• **Exercise objective**: Duplicate the entire passage on the psychopath button case, word for word.

Fortunately, another case has been introduced where, according to CDT, what an agent ought to do depends on their credences about what they will do. This is the psychopath button, introduced in Egan (2007):

Paul is debating whether to press the “kill all psychopaths” button. It would, he thinks, be much better to live in a world with no psychopaths. Unfortunately, Paul is quite confident that only a psychopath would press such a button. Paul very strongly prefers living in a world with psychopaths to dying. Should Paul press the button?

Many people think Paul should not. After all, if he does so, he is almost certainly a psychopath and so pressing the button will almost certainly cause his death. This is also the response that an EDT agent will give. After all, pushing the button would provide the agent with the bad news that they are almost certainly a psychopath and so will die as a result of their action.

On the other hand, if Paul is fairly certain that he is not a psychopath, then CDT will say that he ought to press the button. CDT will note that, given Paul’s confidence that he isn’t a psychopath, his decision will almost certainly have a positive impact as it will result in the death of all psychopaths and Paul’s survival. On the face of it, then, a CDT agent would decide inappropriately in this case by pushing the button. Importantly, unlike in the meta-Newcomb problem, the agent’s credences about their own behavior are specified in Egan’s full version of this scenario (in non-numeric terms, the agent thinks they’re unlikely to be a psychopath and hence unlikely to press the button).

• **Material shown**:
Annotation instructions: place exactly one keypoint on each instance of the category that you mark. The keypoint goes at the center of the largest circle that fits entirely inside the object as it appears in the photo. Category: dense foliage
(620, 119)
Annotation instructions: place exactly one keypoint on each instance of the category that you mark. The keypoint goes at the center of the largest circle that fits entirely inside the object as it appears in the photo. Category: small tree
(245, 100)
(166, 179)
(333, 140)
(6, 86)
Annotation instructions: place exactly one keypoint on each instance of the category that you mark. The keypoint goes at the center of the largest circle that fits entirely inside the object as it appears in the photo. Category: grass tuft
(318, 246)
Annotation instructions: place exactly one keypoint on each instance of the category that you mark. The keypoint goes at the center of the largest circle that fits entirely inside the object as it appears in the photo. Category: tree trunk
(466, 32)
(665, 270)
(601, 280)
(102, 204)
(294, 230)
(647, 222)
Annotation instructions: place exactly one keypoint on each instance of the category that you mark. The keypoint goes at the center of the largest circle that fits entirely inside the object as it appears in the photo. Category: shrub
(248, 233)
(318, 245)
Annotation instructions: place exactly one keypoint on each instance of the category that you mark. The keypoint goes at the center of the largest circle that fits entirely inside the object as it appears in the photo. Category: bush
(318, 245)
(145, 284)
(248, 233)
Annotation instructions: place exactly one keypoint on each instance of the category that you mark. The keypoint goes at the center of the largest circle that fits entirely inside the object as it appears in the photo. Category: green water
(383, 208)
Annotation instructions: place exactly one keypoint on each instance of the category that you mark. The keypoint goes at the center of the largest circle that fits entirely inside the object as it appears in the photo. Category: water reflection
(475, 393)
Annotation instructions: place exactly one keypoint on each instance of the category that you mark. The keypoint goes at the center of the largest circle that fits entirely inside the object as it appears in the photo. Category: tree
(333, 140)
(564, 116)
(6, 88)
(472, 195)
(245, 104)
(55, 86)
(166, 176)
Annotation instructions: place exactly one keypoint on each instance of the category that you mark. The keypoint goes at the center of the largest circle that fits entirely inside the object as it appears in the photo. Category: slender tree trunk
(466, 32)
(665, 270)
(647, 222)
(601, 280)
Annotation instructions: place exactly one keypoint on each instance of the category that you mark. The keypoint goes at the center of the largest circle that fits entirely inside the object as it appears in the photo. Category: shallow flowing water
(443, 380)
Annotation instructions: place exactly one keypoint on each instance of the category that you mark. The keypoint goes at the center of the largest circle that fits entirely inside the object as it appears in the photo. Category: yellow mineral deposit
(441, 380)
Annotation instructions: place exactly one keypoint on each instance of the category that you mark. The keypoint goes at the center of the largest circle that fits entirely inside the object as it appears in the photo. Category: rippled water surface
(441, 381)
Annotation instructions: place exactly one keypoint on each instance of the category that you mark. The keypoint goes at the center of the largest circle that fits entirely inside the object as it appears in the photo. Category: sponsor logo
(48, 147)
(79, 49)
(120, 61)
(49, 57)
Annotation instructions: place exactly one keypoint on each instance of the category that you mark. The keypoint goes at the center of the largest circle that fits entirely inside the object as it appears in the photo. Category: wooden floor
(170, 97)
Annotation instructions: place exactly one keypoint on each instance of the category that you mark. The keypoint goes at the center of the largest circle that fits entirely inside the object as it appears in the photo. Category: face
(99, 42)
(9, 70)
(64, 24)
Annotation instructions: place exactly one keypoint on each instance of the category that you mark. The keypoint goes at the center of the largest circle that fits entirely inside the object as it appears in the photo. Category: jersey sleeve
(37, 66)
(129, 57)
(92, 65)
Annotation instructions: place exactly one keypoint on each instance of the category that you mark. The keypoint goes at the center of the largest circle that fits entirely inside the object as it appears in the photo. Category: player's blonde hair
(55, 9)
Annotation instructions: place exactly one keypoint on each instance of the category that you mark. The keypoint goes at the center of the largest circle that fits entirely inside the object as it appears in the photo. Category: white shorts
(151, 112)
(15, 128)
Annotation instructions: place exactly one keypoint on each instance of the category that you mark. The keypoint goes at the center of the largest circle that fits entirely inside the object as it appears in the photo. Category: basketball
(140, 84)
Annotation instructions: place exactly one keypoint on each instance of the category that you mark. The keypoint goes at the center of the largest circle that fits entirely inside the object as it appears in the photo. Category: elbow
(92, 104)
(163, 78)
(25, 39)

• **Exercise response**:
Fortunately, another case has been introduced where, according to CDT, what an agent ought to do depends on their credences about what they will do. This is the psychopath button, introduced in Egan (2007):

Paul is debating whether to press the “kill all psychopaths” button. It would, he thinks, be much better to live in a world with no psychopaths. Unfortunately, Paul is quite confident that only a psychopath would press such a button. Paul very strongly prefers living in a world with psychopaths to dying. Should Paul press the button?

Many people think Paul should not. After all, if he does so, he is almost certainly a psychopath and so pressing the button will almost certainly cause his death. This is also the response that an EDT agent will give. After all, pushing the button would provide the agent with the bad news that they are almost certainly a psychopath and so will die as a result of their action.

On the other hand, if Paul is fairly certain that he is not a psychopath, then CDT will say that he ought to press the button. CDT will note that, given Paul’s confidence that he isn’t a psychopath, his decision will almost certainly have a positive impact as it will result in the death of all psychopaths and Paul’s survival. On the face of it, then, a CDT agent would decide inappropriately in this case by pushing the button. Importantly, unlike in the meta-Newcomb problem, the agent’s credences about their own behavior are specified in Egan’s full version of this scenario (in non-numeric terms, the agent thinks they’re unlikely to be a psychopath and hence unlikely to press the button).